— BEGIN —

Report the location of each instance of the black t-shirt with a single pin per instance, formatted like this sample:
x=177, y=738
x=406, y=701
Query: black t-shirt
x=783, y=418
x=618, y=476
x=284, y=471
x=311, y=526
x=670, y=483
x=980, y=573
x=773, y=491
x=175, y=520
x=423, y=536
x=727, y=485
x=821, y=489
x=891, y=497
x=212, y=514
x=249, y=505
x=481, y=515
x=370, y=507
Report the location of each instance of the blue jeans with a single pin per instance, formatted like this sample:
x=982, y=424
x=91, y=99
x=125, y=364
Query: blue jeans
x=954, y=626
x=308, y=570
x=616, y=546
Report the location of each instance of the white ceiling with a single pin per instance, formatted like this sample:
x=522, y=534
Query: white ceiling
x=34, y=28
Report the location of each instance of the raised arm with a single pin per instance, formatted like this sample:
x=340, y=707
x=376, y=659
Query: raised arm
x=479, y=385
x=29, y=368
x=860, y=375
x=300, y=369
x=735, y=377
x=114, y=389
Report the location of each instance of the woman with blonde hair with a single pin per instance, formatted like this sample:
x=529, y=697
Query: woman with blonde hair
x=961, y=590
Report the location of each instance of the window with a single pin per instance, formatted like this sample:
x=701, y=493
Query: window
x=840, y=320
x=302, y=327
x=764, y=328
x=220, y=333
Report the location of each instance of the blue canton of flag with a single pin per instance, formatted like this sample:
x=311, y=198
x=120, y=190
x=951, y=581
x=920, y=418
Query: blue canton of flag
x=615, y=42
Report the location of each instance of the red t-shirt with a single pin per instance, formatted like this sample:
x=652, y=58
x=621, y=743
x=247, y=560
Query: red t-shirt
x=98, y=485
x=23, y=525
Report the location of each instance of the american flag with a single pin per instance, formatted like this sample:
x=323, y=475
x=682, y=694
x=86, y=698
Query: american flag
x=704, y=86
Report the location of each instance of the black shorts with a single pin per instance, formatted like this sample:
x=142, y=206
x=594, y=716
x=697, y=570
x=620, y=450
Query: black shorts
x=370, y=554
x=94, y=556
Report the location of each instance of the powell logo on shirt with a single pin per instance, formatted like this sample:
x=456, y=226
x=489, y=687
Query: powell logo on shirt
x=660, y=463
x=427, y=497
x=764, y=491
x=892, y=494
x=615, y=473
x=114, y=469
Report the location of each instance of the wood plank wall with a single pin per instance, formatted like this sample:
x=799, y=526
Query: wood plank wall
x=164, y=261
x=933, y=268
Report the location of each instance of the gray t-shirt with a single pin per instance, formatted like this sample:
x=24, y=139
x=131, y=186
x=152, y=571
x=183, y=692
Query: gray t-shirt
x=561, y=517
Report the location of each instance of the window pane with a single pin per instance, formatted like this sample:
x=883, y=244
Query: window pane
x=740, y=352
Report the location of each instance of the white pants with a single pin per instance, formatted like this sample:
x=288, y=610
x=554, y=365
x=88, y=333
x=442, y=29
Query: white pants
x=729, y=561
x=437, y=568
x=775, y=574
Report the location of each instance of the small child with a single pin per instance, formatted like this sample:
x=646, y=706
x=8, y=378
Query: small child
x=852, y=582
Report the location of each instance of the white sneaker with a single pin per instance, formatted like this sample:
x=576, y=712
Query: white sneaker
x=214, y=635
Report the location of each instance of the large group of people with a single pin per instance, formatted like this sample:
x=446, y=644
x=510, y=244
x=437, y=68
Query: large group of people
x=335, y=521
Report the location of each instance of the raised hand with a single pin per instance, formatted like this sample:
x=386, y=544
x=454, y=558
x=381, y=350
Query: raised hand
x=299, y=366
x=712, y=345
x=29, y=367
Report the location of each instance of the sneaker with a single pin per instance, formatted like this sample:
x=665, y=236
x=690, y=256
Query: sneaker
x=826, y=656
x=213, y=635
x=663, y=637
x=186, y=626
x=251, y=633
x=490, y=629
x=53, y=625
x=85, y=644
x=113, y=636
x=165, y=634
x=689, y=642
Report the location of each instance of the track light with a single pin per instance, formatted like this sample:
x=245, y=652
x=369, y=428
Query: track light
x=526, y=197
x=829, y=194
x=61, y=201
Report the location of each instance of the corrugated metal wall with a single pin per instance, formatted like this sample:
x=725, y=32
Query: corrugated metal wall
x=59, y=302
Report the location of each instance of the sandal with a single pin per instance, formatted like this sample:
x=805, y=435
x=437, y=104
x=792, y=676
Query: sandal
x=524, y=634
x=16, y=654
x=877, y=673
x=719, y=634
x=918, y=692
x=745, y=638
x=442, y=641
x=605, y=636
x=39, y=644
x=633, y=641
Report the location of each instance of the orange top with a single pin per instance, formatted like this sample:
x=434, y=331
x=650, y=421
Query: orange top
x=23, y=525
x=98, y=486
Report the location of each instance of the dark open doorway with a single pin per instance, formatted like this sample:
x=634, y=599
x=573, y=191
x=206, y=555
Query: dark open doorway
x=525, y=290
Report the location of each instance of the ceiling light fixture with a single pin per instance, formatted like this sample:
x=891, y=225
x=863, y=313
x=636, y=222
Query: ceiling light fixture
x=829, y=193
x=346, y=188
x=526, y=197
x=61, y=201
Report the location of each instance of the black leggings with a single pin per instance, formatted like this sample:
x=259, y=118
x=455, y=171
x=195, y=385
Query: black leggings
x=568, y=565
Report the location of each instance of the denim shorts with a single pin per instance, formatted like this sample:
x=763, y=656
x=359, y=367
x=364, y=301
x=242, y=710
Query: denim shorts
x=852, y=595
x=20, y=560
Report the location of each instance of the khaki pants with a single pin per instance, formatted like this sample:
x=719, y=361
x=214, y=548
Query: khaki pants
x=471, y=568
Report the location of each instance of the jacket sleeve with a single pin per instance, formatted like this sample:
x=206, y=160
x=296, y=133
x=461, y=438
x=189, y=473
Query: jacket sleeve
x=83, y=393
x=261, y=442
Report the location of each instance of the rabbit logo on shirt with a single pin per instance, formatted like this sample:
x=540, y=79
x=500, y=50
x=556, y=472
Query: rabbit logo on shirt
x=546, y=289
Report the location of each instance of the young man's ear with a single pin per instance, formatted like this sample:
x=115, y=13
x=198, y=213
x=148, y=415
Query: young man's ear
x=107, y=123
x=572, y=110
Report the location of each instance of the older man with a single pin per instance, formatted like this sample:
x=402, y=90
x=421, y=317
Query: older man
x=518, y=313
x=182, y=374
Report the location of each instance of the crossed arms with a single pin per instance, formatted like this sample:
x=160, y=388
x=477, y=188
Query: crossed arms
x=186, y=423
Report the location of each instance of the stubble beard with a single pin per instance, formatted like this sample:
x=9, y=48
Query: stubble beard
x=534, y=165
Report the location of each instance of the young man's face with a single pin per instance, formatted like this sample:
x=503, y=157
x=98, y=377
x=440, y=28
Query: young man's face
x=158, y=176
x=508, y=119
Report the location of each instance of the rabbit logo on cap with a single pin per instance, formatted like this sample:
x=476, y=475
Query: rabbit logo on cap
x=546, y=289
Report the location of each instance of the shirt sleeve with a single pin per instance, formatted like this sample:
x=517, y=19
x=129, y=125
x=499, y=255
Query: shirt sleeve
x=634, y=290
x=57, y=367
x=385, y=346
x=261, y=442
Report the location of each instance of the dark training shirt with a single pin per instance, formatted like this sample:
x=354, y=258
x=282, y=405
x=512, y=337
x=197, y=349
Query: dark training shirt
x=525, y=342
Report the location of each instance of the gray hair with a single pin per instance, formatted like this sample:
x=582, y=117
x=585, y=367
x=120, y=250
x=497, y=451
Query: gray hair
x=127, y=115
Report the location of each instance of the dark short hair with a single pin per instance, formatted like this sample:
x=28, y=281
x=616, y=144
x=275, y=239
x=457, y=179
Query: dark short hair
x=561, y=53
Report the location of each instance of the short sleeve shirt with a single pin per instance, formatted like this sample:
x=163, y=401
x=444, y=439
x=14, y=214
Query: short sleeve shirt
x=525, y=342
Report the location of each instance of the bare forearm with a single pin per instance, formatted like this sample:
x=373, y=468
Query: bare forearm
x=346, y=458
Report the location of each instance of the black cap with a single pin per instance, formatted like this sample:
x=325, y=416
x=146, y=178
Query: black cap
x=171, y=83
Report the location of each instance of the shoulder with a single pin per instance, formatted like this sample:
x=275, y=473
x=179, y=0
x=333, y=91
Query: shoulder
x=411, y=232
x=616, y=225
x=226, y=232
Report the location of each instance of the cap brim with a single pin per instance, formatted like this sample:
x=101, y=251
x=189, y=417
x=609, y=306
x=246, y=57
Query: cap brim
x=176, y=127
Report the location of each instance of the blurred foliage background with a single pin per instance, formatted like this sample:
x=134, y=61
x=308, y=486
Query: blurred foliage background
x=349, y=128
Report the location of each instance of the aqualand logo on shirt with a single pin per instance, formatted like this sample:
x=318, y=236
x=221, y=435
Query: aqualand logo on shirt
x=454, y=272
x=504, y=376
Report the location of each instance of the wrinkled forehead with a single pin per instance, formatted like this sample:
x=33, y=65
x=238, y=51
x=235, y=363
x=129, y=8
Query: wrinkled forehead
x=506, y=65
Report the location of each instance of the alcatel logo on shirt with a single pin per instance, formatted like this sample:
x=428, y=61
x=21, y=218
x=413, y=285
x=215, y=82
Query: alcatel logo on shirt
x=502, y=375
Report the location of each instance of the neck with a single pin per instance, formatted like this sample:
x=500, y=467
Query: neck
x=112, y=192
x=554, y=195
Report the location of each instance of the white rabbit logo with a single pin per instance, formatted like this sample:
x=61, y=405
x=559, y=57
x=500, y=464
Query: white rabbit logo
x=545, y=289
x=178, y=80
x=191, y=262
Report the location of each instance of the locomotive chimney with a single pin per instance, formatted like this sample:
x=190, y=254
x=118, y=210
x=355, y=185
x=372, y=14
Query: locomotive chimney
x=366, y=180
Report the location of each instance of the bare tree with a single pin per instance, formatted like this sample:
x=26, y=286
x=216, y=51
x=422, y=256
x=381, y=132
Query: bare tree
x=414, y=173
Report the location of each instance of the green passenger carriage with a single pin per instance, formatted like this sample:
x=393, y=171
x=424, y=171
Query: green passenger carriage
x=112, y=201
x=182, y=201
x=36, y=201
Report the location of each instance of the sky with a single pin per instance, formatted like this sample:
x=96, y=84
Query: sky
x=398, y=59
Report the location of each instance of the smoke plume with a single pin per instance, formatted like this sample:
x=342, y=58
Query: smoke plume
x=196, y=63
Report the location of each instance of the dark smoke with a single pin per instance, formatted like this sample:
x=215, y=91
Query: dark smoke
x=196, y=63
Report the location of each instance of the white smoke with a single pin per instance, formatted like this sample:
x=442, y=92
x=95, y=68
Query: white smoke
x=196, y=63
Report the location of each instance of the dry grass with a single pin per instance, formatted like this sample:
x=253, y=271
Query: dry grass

— END —

Present the section that opens with the line containing "Report the location of each instance of the gray t-shirt" and closes with the line containing "x=214, y=635" as a numbered list, with both of those lines included and any blank lines dropped.

_Solution for this problem_
1. Report the location of each instance of the gray t-shirt with a single pin per instance, formatted like this sample:
2. x=24, y=139
3. x=131, y=186
4. x=152, y=571
5. x=183, y=692
6. Query: gray t-shirt
7. x=561, y=517
8. Report the location of each instance of the window pane with a single pin per instance, formatted like this sample:
9. x=883, y=244
10. Query: window pane
11. x=740, y=352
12. Report the location of each instance of the white pants with a single pin per instance, formatted like this sample:
13. x=288, y=610
14. x=554, y=365
15. x=88, y=333
16. x=442, y=29
17. Query: white pants
18. x=729, y=561
19. x=437, y=568
20. x=775, y=574
21. Report the location of each instance of the small child with a single pin per instance, formatted like this sample:
22. x=646, y=706
23. x=8, y=378
24. Query: small child
25. x=852, y=582
26. Report the location of each instance of the white sneaker with a single pin per instance, formatted like this sample:
27. x=576, y=712
28. Query: white sneaker
29. x=214, y=635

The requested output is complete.